§ Text section:
It hasn't been mentioned yet, but bears mentioning, that increasing the number of content citizens to 4 can have a serious impact on the effect of your lux slider, freeing up lots of gold for science and building maintenance.
I don't know how to do the screenshots so this is the info from a similar screen in the game I mentioned above.
Regent - Inca, republic (corruption setting=problematical, with the usual trade bonus tile flag)
Income=624, expenses=642, -376 sci, -0 ent, -95 corruption, -127 maint, -44 units, -0 other civs.
Sci=70%, lux=0%., chivalry in 4 t.
The following is town name, shield prod, commerce, maintenence, science, treasury, town size, current production item and how long to go ( the 1st figure before the slash in some is the bite corruption takes, the 2nd figure is the net).
And... 3/12, 4/21, 5, 15, 6, 7, colo-1t.
Are... 2/12, 4/25, 5, 18, 7, 7, colo-8t.
Ati... 2/6, 3/11, 1, 8, 3, 3, court-9t.
Bap... 1/9, 2/9, 3, 6, 3, 4, mark-7t.
Bej... 4/3, 5/5, 0, 4, 1, 4, court-22t.
Can... 1/5, 3/5, 0, 4, 1, 4, set-1t.
Chu... 2/2, 2/4, 0, 3, 1, 2, tem-5t.
Cor... 2/15, 3/46, 8, 33, 13, 8, Sistine-22t.
Cuz... 0/17, 1/40, 10, 28, 12, 7, drom-2t.

§ Record set:
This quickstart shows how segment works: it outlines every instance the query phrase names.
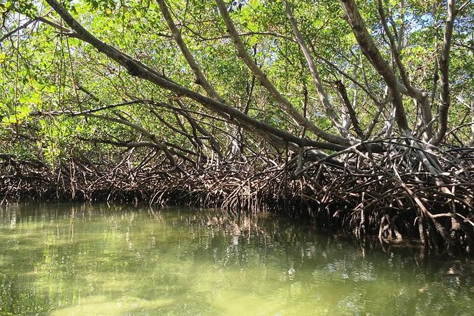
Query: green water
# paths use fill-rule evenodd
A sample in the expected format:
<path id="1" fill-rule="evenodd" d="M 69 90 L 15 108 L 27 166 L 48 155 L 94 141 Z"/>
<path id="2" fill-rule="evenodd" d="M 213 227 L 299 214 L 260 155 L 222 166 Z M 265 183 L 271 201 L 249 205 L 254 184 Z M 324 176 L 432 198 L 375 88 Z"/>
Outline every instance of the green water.
<path id="1" fill-rule="evenodd" d="M 473 315 L 472 265 L 412 252 L 268 215 L 11 205 L 0 315 Z"/>

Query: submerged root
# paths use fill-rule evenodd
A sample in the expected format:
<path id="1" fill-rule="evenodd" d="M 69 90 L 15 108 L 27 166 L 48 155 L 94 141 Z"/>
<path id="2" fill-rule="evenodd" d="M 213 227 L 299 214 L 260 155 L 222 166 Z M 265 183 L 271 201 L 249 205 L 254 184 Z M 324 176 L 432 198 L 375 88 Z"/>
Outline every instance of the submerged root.
<path id="1" fill-rule="evenodd" d="M 368 145 L 368 144 L 367 144 Z M 426 249 L 470 253 L 474 238 L 474 155 L 462 148 L 427 149 L 407 140 L 361 146 L 331 159 L 280 157 L 281 164 L 228 162 L 167 170 L 164 165 L 92 164 L 70 158 L 52 169 L 40 162 L 0 157 L 2 203 L 14 199 L 146 202 L 280 210 L 311 218 L 322 230 L 417 239 Z M 426 147 L 426 146 L 425 146 Z M 131 159 L 128 155 L 127 159 Z M 138 164 L 138 167 L 133 167 Z"/>

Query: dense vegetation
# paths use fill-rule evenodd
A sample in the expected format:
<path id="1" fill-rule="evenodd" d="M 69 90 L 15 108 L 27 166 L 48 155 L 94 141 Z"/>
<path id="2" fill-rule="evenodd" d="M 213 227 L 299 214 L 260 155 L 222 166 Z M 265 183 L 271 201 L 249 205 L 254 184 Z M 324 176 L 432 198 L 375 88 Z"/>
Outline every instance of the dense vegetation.
<path id="1" fill-rule="evenodd" d="M 470 252 L 472 2 L 0 2 L 2 203 L 279 208 Z"/>

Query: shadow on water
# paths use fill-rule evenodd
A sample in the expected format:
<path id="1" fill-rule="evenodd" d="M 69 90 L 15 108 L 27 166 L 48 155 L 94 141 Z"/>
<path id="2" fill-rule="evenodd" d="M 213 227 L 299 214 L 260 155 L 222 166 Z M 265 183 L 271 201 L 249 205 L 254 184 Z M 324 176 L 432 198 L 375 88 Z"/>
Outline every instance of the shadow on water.
<path id="1" fill-rule="evenodd" d="M 473 263 L 283 218 L 105 204 L 0 208 L 0 315 L 470 315 Z"/>

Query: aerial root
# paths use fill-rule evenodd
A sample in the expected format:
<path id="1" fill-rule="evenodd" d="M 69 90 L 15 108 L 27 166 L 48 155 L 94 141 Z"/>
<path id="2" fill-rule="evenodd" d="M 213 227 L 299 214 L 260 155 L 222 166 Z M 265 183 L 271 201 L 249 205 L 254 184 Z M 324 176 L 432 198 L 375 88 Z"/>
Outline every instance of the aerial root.
<path id="1" fill-rule="evenodd" d="M 375 237 L 385 244 L 418 240 L 438 253 L 470 253 L 472 151 L 427 150 L 406 143 L 384 142 L 383 152 L 354 148 L 333 154 L 343 162 L 339 166 L 327 160 L 301 164 L 288 155 L 286 160 L 281 157 L 279 166 L 235 162 L 183 167 L 185 172 L 168 170 L 164 163 L 133 167 L 130 155 L 115 164 L 74 157 L 55 169 L 1 157 L 0 201 L 107 201 L 278 210 L 359 238 Z"/>

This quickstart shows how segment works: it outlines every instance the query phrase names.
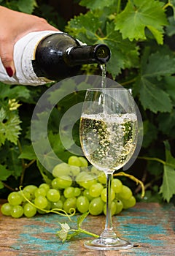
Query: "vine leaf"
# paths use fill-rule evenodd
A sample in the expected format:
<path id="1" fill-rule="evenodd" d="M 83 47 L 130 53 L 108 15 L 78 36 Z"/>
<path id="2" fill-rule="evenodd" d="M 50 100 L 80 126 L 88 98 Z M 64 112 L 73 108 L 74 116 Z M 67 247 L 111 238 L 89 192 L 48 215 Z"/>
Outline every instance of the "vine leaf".
<path id="1" fill-rule="evenodd" d="M 175 194 L 175 158 L 171 154 L 169 143 L 165 141 L 164 144 L 166 162 L 163 165 L 163 184 L 160 189 L 160 194 L 163 194 L 163 198 L 169 203 L 170 199 Z"/>
<path id="2" fill-rule="evenodd" d="M 102 14 L 101 14 L 102 15 Z M 139 65 L 139 48 L 134 42 L 123 39 L 121 34 L 114 29 L 114 23 L 108 22 L 105 26 L 102 18 L 91 11 L 71 19 L 66 27 L 69 34 L 88 45 L 105 44 L 109 47 L 112 56 L 107 64 L 108 72 L 113 78 L 122 69 L 136 67 Z M 105 29 L 101 30 L 101 28 Z"/>
<path id="3" fill-rule="evenodd" d="M 79 4 L 90 10 L 103 10 L 104 7 L 113 4 L 115 1 L 116 0 L 82 0 Z"/>
<path id="4" fill-rule="evenodd" d="M 175 72 L 175 59 L 168 53 L 166 50 L 158 51 L 150 55 L 146 61 L 142 61 L 140 78 L 136 82 L 144 108 L 155 113 L 171 112 L 173 108 L 171 96 L 165 89 L 163 82 L 165 78 L 171 78 Z M 168 80 L 166 88 L 168 88 Z"/>
<path id="5" fill-rule="evenodd" d="M 4 108 L 0 109 L 0 146 L 4 144 L 7 140 L 17 144 L 21 128 L 20 120 L 12 111 L 6 110 Z"/>
<path id="6" fill-rule="evenodd" d="M 37 4 L 35 0 L 28 0 L 27 4 L 26 0 L 18 0 L 18 5 L 20 11 L 28 14 L 32 13 L 34 7 L 37 7 Z"/>
<path id="7" fill-rule="evenodd" d="M 155 0 L 128 1 L 124 10 L 116 17 L 116 30 L 122 38 L 146 39 L 145 29 L 148 29 L 158 44 L 163 45 L 163 26 L 168 24 L 163 3 Z"/>
<path id="8" fill-rule="evenodd" d="M 8 170 L 6 165 L 0 165 L 0 189 L 4 187 L 2 181 L 7 181 L 12 174 L 13 172 Z"/>

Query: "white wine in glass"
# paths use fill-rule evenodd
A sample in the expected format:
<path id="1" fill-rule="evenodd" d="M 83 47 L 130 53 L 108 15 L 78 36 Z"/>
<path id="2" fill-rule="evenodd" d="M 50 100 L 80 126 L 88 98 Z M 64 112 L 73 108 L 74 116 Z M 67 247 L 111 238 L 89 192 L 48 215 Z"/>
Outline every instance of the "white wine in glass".
<path id="1" fill-rule="evenodd" d="M 124 88 L 88 89 L 80 118 L 80 143 L 88 161 L 106 176 L 105 228 L 98 238 L 85 242 L 88 248 L 125 249 L 132 243 L 117 237 L 111 214 L 113 173 L 132 157 L 138 138 L 138 118 L 134 99 Z"/>

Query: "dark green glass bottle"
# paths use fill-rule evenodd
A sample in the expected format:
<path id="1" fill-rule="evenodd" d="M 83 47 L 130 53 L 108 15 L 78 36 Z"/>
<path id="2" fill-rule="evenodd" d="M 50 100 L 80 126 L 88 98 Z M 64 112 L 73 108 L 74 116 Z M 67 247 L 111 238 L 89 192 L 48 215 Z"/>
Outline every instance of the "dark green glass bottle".
<path id="1" fill-rule="evenodd" d="M 82 64 L 106 63 L 110 55 L 106 45 L 84 45 L 67 34 L 56 33 L 39 42 L 32 65 L 37 77 L 55 80 L 77 75 Z"/>

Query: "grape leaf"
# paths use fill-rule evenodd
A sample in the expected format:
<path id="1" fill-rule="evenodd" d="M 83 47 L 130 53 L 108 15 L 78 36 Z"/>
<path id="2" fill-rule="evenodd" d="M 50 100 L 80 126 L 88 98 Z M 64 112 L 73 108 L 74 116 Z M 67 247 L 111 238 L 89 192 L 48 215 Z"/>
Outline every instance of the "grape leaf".
<path id="1" fill-rule="evenodd" d="M 174 18 L 175 19 L 175 0 L 168 1 L 174 11 Z"/>
<path id="2" fill-rule="evenodd" d="M 144 124 L 144 140 L 142 143 L 142 146 L 144 148 L 147 148 L 151 143 L 157 139 L 158 137 L 158 129 L 157 127 L 146 120 L 143 122 Z"/>
<path id="3" fill-rule="evenodd" d="M 12 172 L 7 169 L 6 165 L 0 165 L 0 179 L 6 181 L 12 174 Z"/>
<path id="4" fill-rule="evenodd" d="M 18 116 L 12 111 L 9 113 L 3 108 L 0 109 L 0 146 L 4 144 L 6 139 L 17 143 L 21 130 L 20 122 Z"/>
<path id="5" fill-rule="evenodd" d="M 163 89 L 162 78 L 175 72 L 175 59 L 168 53 L 156 52 L 150 55 L 141 67 L 141 77 L 136 85 L 140 87 L 140 100 L 144 108 L 154 113 L 171 112 L 172 102 Z M 168 86 L 166 86 L 168 88 Z"/>
<path id="6" fill-rule="evenodd" d="M 32 160 L 36 159 L 36 154 L 31 145 L 25 146 L 23 148 L 22 153 L 18 157 L 19 159 L 26 159 Z"/>
<path id="7" fill-rule="evenodd" d="M 147 28 L 158 44 L 163 44 L 163 26 L 168 22 L 163 10 L 163 2 L 155 0 L 129 0 L 124 10 L 116 17 L 115 29 L 122 38 L 146 39 Z"/>
<path id="8" fill-rule="evenodd" d="M 163 198 L 169 203 L 173 195 L 175 194 L 175 170 L 168 165 L 164 165 L 163 184 L 160 188 L 160 193 Z"/>
<path id="9" fill-rule="evenodd" d="M 163 194 L 163 198 L 169 203 L 173 195 L 175 194 L 175 158 L 171 154 L 168 142 L 165 141 L 164 144 L 166 162 L 163 167 L 163 184 L 160 188 L 160 194 Z"/>
<path id="10" fill-rule="evenodd" d="M 105 29 L 99 16 L 93 12 L 75 17 L 69 22 L 66 31 L 88 45 L 106 44 L 112 49 L 112 56 L 107 64 L 107 70 L 113 78 L 122 69 L 138 66 L 138 48 L 135 42 L 123 39 L 121 34 L 114 30 L 114 24 L 106 20 Z"/>
<path id="11" fill-rule="evenodd" d="M 103 10 L 112 5 L 115 1 L 116 0 L 82 0 L 79 2 L 79 5 L 86 7 L 92 10 L 96 9 Z"/>
<path id="12" fill-rule="evenodd" d="M 161 113 L 158 117 L 159 129 L 170 138 L 175 138 L 175 110 L 167 115 L 166 113 Z"/>
<path id="13" fill-rule="evenodd" d="M 37 6 L 37 4 L 35 0 L 28 0 L 27 4 L 26 0 L 18 0 L 18 6 L 20 11 L 31 14 L 34 7 Z"/>
<path id="14" fill-rule="evenodd" d="M 0 82 L 0 98 L 6 97 L 10 99 L 25 98 L 28 99 L 30 97 L 30 91 L 23 86 L 7 86 Z"/>
<path id="15" fill-rule="evenodd" d="M 172 104 L 169 95 L 163 89 L 158 88 L 154 80 L 141 80 L 140 100 L 144 108 L 149 109 L 153 113 L 171 112 Z"/>

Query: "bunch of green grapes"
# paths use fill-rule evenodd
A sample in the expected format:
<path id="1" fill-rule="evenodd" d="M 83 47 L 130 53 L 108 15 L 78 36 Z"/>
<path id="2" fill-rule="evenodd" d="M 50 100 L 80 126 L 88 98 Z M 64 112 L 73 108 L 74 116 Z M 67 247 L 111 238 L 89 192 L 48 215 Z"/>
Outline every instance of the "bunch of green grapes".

§ Given exercise: Can you print the stretch of the post on city finances from "It hasn't been" through "bonus tile flag)"? The items come from a different source than the post on city finances.

§ Reply to the exercise:
It hasn't been mentioned yet, but bears mentioning, that increasing the number of content citizens to 4 can have a serious impact on the effect of your lux slider, freeing up lots of gold for science and building maintenance.
I don't know how to do the screenshots so this is the info from a similar screen in the game I mentioned above.
Regent - Inca, republic (corruption setting=problematical, with the usual trade bonus tile flag)